What is required → Return every line of the material exactly.

(Rows from a pointing dataset)
========================

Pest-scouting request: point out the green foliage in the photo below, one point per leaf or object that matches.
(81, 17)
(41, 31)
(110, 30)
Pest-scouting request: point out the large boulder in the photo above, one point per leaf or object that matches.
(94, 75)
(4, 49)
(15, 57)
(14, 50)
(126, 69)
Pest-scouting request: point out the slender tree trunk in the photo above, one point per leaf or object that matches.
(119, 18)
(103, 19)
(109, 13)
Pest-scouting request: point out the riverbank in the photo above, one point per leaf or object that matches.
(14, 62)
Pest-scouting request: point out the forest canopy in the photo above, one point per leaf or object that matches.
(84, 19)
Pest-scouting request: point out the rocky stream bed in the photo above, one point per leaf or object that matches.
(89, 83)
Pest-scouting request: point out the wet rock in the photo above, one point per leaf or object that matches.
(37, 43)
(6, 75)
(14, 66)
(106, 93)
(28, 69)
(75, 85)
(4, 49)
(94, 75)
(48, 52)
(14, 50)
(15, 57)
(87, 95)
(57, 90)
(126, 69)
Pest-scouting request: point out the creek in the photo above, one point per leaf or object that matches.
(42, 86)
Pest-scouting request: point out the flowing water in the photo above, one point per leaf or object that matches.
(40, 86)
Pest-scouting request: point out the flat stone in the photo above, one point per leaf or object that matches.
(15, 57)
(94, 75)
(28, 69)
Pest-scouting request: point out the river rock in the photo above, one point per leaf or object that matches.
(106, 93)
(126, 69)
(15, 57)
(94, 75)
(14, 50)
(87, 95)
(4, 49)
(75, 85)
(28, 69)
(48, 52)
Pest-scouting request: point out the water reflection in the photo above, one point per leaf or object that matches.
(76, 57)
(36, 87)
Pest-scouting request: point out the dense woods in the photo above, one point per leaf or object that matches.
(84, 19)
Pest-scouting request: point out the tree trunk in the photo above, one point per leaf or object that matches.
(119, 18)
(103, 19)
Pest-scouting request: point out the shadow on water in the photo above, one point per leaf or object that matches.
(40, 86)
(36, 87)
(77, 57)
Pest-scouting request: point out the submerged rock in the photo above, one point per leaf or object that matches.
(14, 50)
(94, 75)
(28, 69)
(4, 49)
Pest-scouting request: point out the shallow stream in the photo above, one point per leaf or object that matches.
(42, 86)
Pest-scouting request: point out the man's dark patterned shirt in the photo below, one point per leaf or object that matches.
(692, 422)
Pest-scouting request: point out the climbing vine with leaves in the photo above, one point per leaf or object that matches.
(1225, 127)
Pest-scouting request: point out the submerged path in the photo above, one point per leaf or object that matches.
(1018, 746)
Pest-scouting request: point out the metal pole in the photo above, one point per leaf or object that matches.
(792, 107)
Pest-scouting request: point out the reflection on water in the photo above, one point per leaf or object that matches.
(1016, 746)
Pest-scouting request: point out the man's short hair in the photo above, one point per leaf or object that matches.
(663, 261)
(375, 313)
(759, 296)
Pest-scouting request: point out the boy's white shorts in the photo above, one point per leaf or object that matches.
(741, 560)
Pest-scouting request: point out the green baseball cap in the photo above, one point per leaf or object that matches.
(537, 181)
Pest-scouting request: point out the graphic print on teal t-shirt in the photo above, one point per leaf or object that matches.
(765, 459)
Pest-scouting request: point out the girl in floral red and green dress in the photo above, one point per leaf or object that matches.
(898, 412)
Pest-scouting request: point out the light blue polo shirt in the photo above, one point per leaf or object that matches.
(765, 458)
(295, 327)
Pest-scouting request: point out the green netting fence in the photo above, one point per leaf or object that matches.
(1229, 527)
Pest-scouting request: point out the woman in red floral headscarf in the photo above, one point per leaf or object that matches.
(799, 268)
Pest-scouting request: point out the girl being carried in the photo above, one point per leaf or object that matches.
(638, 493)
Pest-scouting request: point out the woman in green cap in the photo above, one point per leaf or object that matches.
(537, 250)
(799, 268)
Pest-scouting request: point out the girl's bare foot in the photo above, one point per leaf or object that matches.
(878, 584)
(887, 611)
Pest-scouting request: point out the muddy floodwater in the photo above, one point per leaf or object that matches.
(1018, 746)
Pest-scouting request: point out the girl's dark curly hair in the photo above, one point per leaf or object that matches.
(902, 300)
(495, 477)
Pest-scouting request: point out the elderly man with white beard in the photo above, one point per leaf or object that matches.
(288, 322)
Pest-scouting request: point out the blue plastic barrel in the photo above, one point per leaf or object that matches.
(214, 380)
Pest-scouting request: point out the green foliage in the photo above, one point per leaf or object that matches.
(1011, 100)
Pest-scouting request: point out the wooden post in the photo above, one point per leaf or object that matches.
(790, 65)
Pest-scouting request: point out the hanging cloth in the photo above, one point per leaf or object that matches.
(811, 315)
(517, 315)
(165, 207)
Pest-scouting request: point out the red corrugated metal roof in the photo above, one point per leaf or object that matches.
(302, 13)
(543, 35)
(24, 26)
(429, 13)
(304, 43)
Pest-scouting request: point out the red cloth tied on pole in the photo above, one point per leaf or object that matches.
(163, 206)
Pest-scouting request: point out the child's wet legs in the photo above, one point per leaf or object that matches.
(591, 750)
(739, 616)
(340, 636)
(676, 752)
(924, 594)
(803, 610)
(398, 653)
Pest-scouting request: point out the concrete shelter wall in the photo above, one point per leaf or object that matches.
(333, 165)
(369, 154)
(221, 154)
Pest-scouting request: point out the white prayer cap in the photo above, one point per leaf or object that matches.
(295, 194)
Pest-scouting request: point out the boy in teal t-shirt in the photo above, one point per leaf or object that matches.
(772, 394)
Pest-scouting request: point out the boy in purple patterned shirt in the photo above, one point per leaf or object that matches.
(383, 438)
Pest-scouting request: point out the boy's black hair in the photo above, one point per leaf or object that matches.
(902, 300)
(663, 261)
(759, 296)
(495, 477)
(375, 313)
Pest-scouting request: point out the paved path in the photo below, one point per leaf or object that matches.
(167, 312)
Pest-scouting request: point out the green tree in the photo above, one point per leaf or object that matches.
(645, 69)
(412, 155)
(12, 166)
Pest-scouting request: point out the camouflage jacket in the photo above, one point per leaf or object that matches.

========================

The result →
Pest-scouting request: point out the green foliage in the photo below, one point per leaf or object that matches.
(81, 17)
(41, 31)
(110, 30)
Pest-scouting request: point out the large boulder in the photo above, one point per leaf or object that matches.
(94, 75)
(4, 49)
(15, 57)
(14, 50)
(126, 69)
Pest-scouting request: point out the slender tree trunk in the photo above, one point per leaf or object that matches.
(119, 18)
(103, 19)
(109, 13)
Pest-scouting request: point out the riverbank in the photo above, one point per leaf or object that matches.
(14, 62)
Pest-scouting request: point out the forest canopy in the photo above, one point per leaf or object that matches.
(84, 19)
Pest-scouting request: point out the rocky stream bed in the photo above, one point per leaf or object that matches.
(89, 83)
Pest-scouting request: point out the wet rock in the photo above, one point per leaf or object that matches.
(37, 43)
(6, 75)
(14, 66)
(106, 93)
(28, 69)
(75, 85)
(4, 49)
(94, 75)
(48, 52)
(14, 50)
(15, 57)
(87, 95)
(57, 90)
(126, 69)
Pest-scouting request: point out the creek in the photo above, one point per leaf or object that matches.
(42, 86)
Pest-scouting request: point out the flowing water in the photo above, one point per leaf or object that matches.
(40, 86)
Pest-scouting request: point out the flat stone in the photo above, one point per leaf or object that matches.
(15, 57)
(94, 75)
(28, 69)
Pest-scouting request: point out the river rock in the photo above, one point per leaf or object that matches.
(106, 93)
(126, 69)
(15, 57)
(94, 75)
(14, 50)
(87, 95)
(4, 49)
(75, 85)
(28, 69)
(48, 52)
Pest-scouting request: point out the water reflection in the photo above, one point per leaf or object that matches.
(76, 57)
(36, 87)
Pest-scouting request: point out the dense woods in the photo above, one point per leaf or object that matches.
(84, 19)
Pest-scouting request: point out the tree trunk in the photo above, one point per leaf or object that matches.
(119, 18)
(103, 19)
Pest-scouting request: point out the shadow on water in the photo above, one point per leaf or object that matches.
(40, 86)
(36, 87)
(77, 57)
Pest-scouting request: point out the submerged rock in the photo above, one point per leaf or object that matches.
(14, 50)
(94, 75)
(28, 69)
(4, 49)
Pest-scouting request: point out the shallow stream in the photo above, one point per leaf or object that matches.
(42, 86)
Pest-scouting request: point out the man's dark patterned shirt in the photo below, one point per leaf or object that matches.
(692, 422)
Pest-scouting request: point out the climbing vine with leaves in the photo above, one point per leaf or object that matches.
(1225, 127)
Pest-scouting request: point out the submerged path in the photo above, one point per leaf or object that matches.
(1018, 746)
Pest-scouting request: point out the metal pole in the photo above, one point per leaf or object that matches.
(792, 107)
Pest-scouting request: point out the reflection on water in the photo above, one point per leaf or object that matches.
(1016, 746)
Pest-scouting request: point out the man's short hair in the photo above, one point per leaf or object that matches.
(663, 261)
(375, 313)
(759, 296)
Pest-scouting request: point out the boy's white shorts in the photo above, one point per leaf or object that matches.
(741, 560)
Pest-scouting request: point out the green baseball cap in the photo above, one point per leaf or object that matches.
(537, 181)
Pest-scouting request: point out the graphic print on teal t-shirt in the photo above, one point per leaf or object that matches.
(765, 459)
Pest-scouting request: point out the girl in floral red and green dress in the photo above, one point per leaf or object that matches.
(898, 412)
Pest-scouting request: point out the light blue polo shirt in the photo above, one point per leaf or object that matches.
(765, 458)
(295, 327)
Pest-scouting request: point out the green netting fence in the photo above, one point per leaf or object that matches.
(1229, 527)
Pest-scouting request: point out the woman in red floral headscarf in the photo above, one point per leaf or object that matches.
(799, 268)
Pest-scouting request: point out the girl being carried in the photo above, one point per leaf or object that matches.
(638, 493)
Pest-scouting request: point out the woman in green cap in the photo above, one point per leaf or object that matches.
(537, 250)
(799, 268)
Pest-scouting request: point out the girl's bare foot in the photo above, one point per leaf or object that matches.
(878, 584)
(887, 611)
Pest-scouting request: point out the muddy floodwater in the photo above, one point per leaf or object that matches.
(1018, 746)
Pest-scouting request: point out the girl's dark curly hair in the photo above, one point per leaf or object that matches.
(902, 300)
(495, 477)
Pest-scouting request: point out the elderly man with white beard in the photo above, one point per leaf or object that matches.
(288, 322)
Pest-scouting request: point out the blue plastic barrel in the photo above, one point per leaf or object that matches.
(214, 380)
Pest-scouting request: point out the green foliage in the photo above, one point per leaf or object that matches.
(1011, 100)
Pest-scouting request: point out the wooden post in the photo above, one point per leaf or object that matches.
(790, 65)
Pest-scouting request: point out the hanging cloth in the photo above, one point per leaf or object that matches.
(811, 315)
(517, 315)
(165, 207)
Pest-scouting request: point out the red corrugated metal roof in the photo above, one point per leaf or object that matches.
(302, 13)
(543, 35)
(24, 26)
(429, 13)
(304, 43)
Pest-scouting request: point out the red cloth tied on pole in the photo above, one point per leaf or object that matches.
(163, 206)
Pest-scouting request: point out the child's wet legs in the photo above, one point per leaf or object that matches.
(591, 750)
(739, 616)
(340, 636)
(676, 752)
(924, 594)
(803, 610)
(398, 653)
Pest-scouting request: point out the concrete shelter wall in the photo above, one point per leaf or object that matches.
(333, 165)
(369, 154)
(221, 154)
Pest-scouting request: point out the white prayer cap in the photo above, one point per leaf or object that matches.
(295, 194)
Pest-scouting request: point out the boy in teal t-shirt in the photo above, one point per leaf or object that matches.
(772, 394)
Pest-scouting request: point out the boy in purple patterned shirt in the photo above, one point per leaf or object that matches.
(383, 438)
Pest-scouting request: point out the boy's black hair in the photo above, one point per leaf or object that matches.
(902, 300)
(663, 261)
(759, 296)
(495, 477)
(375, 313)
Pest-scouting request: point out the paved path in the photo below, one point per leaf or object that matches.
(167, 312)
Pest-scouting request: point out the green tree in the photo above, one point per leaf or object that matches.
(645, 69)
(412, 155)
(12, 166)
Pest-scouting request: point out the camouflage jacket in the photo above, one point per leaf or object that matches.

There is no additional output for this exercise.